------ Input rows

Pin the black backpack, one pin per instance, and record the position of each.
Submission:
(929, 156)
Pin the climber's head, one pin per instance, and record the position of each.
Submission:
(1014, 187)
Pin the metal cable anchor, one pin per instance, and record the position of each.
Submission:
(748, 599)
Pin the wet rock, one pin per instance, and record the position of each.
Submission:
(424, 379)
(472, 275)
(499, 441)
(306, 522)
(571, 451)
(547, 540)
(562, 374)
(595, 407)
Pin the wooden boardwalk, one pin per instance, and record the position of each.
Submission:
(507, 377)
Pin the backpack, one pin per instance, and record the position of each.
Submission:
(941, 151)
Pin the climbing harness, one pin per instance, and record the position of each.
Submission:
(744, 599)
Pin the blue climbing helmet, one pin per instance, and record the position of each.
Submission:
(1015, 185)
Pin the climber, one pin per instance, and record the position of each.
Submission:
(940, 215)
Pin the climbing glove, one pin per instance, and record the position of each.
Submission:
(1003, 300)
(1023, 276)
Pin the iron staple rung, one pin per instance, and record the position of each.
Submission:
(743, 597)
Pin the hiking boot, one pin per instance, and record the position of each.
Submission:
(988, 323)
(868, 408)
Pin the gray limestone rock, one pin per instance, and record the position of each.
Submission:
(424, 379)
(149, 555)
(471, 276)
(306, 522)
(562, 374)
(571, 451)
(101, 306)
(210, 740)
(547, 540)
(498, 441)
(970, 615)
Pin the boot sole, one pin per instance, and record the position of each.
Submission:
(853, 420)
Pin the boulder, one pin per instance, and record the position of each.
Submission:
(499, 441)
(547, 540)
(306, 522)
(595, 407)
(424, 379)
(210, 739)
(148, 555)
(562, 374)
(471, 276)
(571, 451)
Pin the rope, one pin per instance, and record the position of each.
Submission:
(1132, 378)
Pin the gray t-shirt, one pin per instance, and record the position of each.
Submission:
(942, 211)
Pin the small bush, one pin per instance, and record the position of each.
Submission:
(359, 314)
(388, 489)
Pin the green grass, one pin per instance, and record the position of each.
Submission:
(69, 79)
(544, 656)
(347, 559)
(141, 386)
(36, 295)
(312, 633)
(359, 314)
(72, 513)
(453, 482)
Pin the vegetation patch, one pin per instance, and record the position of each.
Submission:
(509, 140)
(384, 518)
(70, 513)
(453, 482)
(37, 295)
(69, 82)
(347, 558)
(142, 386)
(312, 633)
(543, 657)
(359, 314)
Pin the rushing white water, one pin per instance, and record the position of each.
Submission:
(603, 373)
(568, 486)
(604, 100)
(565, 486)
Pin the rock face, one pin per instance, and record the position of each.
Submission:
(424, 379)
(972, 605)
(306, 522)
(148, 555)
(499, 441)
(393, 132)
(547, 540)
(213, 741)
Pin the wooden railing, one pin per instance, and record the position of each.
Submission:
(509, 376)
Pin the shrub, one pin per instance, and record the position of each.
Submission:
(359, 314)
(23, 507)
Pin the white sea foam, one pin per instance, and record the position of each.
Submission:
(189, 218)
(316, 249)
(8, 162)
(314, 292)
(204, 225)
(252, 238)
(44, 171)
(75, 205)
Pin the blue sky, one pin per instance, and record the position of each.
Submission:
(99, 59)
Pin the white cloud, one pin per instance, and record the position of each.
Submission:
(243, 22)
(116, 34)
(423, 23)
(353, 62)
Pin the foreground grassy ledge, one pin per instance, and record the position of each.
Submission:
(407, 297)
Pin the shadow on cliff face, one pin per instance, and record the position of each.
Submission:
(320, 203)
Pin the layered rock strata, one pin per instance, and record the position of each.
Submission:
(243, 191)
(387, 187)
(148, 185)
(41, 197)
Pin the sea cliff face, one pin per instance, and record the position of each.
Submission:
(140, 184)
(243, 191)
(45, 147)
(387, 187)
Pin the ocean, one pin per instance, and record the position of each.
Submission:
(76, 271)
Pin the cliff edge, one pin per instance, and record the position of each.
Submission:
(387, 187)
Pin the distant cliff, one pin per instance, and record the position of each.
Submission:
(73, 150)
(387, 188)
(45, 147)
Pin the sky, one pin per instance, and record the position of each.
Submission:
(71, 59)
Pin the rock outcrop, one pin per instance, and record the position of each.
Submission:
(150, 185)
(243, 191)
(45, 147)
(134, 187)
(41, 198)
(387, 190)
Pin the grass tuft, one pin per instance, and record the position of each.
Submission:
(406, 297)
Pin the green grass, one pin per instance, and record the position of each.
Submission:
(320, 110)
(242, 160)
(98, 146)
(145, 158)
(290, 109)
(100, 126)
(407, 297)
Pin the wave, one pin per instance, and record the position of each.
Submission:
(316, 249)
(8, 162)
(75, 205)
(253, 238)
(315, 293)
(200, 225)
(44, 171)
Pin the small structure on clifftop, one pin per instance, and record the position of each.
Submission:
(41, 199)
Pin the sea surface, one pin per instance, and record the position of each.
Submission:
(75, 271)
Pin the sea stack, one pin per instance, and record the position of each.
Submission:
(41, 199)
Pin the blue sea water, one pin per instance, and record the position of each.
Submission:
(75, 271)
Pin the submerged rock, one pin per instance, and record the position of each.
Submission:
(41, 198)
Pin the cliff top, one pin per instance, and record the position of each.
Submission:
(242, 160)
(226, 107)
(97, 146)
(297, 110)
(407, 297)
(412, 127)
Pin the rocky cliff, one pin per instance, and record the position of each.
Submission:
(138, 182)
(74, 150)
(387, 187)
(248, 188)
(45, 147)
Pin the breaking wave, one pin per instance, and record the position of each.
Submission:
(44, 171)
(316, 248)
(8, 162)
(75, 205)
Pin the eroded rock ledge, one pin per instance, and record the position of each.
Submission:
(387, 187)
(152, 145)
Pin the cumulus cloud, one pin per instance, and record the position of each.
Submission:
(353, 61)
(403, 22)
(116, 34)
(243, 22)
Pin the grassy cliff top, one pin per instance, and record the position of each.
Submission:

------------

* Aim *
Recopy the entries above in their entirety, exactly.

* Written reply *
Pin the black backpack, one pin per instance, and record the position of each.
Submission:
(929, 156)
Pin the climber's head, one pin per instance, and record the position of each.
Submission:
(1014, 187)
Pin the metal cable anchor, one pin per instance, and record the position of each.
Submission:
(748, 599)
Pin the wet rock, one pin per instance, and record the position of each.
Submission:
(424, 379)
(472, 275)
(499, 441)
(306, 522)
(571, 451)
(547, 540)
(562, 374)
(595, 407)
Pin the wooden boardwalk, one pin per instance, and record the position of each.
Submission:
(507, 377)
Pin the backpack, one pin per instance, and record the position of each.
Submission:
(941, 151)
Pin the climbing harness, one pin per instance, and record the position of each.
Submission:
(744, 599)
Pin the blue climbing helmet, one pin per instance, and record the position of each.
Submission:
(1015, 185)
Pin the climber, one pin per instance, and record the position of each.
Submission:
(940, 215)
Pin the climbing glove, one pin per instance, and record the position of each.
Submission:
(1003, 300)
(1023, 276)
Pin the iron staple rung, one pin per instance, and record the position of each.
Submission:
(743, 597)
Pin the hiking boot, one pin per instance, and record the position of each.
Submission:
(988, 323)
(868, 408)
Pin the gray limestone rock, one pin per instance, and record the position of each.
Submission:
(424, 379)
(149, 555)
(471, 276)
(306, 522)
(562, 374)
(571, 451)
(101, 306)
(210, 740)
(547, 540)
(498, 441)
(970, 615)
Pin the boot sole, one pin per instance, and record the position of each.
Submission:
(853, 420)
Pin the boulder, one pin per instance, and record the position of each.
Submission:
(499, 441)
(547, 540)
(306, 522)
(595, 407)
(424, 379)
(210, 739)
(148, 555)
(562, 374)
(471, 276)
(571, 451)
Pin the rope, one pin per instance, and record the position of each.
Submission:
(1132, 378)
Pin the gray t-shirt, one pin per instance, and record the position of each.
Submission:
(942, 211)
Pin the small bush, one pin per instance, and record the position of each.
Submission:
(359, 314)
(388, 489)
Pin the green grass, one pin per instance, and record the position of each.
Submission:
(69, 79)
(544, 656)
(347, 559)
(141, 386)
(36, 295)
(312, 633)
(359, 314)
(72, 513)
(453, 482)
Pin the vegetation patch, one pin per instance, and record the position of each.
Submission:
(509, 140)
(384, 518)
(70, 513)
(453, 482)
(37, 295)
(69, 82)
(347, 558)
(142, 386)
(312, 633)
(543, 657)
(359, 314)
Pin the rushing white water, one pin per instance, and record the position of each.
Submission:
(603, 373)
(568, 486)
(604, 100)
(565, 486)
Pin the rock face, one pin per instance, and record the position of each.
Submission:
(424, 379)
(972, 605)
(306, 522)
(148, 555)
(499, 441)
(393, 132)
(547, 540)
(213, 741)
Pin the wooden railing, one pin per instance, and record the position of each.
Submission:
(509, 376)
Pin the shrub, one pin per instance, and record the position of each.
Submission:
(359, 314)
(23, 507)
Pin the white sea foam, one pin per instance, and record the position of each.
Submission:
(189, 218)
(316, 249)
(8, 162)
(314, 292)
(204, 225)
(252, 238)
(44, 171)
(75, 205)
Pin the blue sky, one pin per instance, and record the position of each.
Submission:
(99, 59)
Pin the white cloud, one pin per instance, and record the position of each.
Submission:
(243, 22)
(116, 34)
(423, 23)
(353, 62)
Pin the foreground grassy ledge, one pin per instance, and record the position of each.
Submission:
(407, 297)
Pin the shadow on cliff face, one pin per instance, and record the position of each.
Submission:
(320, 203)
Pin the layered rock strata, one pin per instance, and record the position of each.
Submission:
(243, 191)
(387, 187)
(148, 185)
(41, 197)
Pin the sea cliff face, one pin per instance, and record the position of each.
Submission:
(140, 184)
(243, 191)
(45, 147)
(387, 187)
Pin the ocean, one pin per instance, and record the position of each.
Submission:
(76, 271)
Pin the cliff edge, one pin per instance, and record the position of each.
Submission:
(387, 187)
Pin the distant cliff, one pin per instance, and record the position of each.
Submission:
(73, 150)
(387, 188)
(45, 147)
Pin the sky, one pin per instance, and record the position of each.
Submission:
(71, 59)
Pin the rock outcrop, one pin per instance, and record the position of each.
Submission:
(150, 185)
(243, 191)
(45, 147)
(134, 187)
(41, 198)
(387, 190)
Pin the grass tuft, one pin per instance, and record the position of each.
Submission:
(406, 297)
Pin the green grass, one pin per instance, and record the position of each.
Submission:
(320, 110)
(242, 160)
(98, 146)
(145, 158)
(290, 109)
(100, 126)
(407, 297)
Pin the wave, one pin per instance, and record the position of each.
Submission:
(316, 249)
(8, 162)
(75, 205)
(253, 238)
(315, 293)
(200, 225)
(44, 171)
Pin the small structure on clifftop, one pin per instance, and record the position of each.
Submission:
(41, 199)
Pin the sea surface, one pin per instance, and record the position of each.
Submission:
(75, 271)
Pin the sea stack, one pin per instance, and record the position of each.
Submission:
(41, 199)
Pin the blue sea water, one pin per instance, and record the position of each.
Submission:
(75, 271)
Pin the submerged rock, one pin per instance, and record the position of each.
Submission:
(41, 198)
Pin the cliff top, one pin per instance, and record the position of each.
Submission:
(242, 160)
(226, 107)
(97, 146)
(297, 110)
(407, 297)
(412, 127)
Pin the rocky cliff, one pin per instance, and record the position of each.
Submission:
(138, 182)
(74, 150)
(387, 187)
(248, 188)
(45, 147)
Pin the breaking wave, one pin per instance, and record the position of each.
Submission:
(44, 171)
(316, 248)
(8, 162)
(75, 205)
Pin the eroded rock ledge, one pin per instance, and record the position of each.
Submission:
(387, 187)
(152, 145)
Pin the cumulus cloud, one pin per instance, and record the position of each.
Submission:
(353, 61)
(403, 22)
(116, 34)
(243, 22)
Pin the grassy cliff top, one pin per instance, and record the position of each.
Submission:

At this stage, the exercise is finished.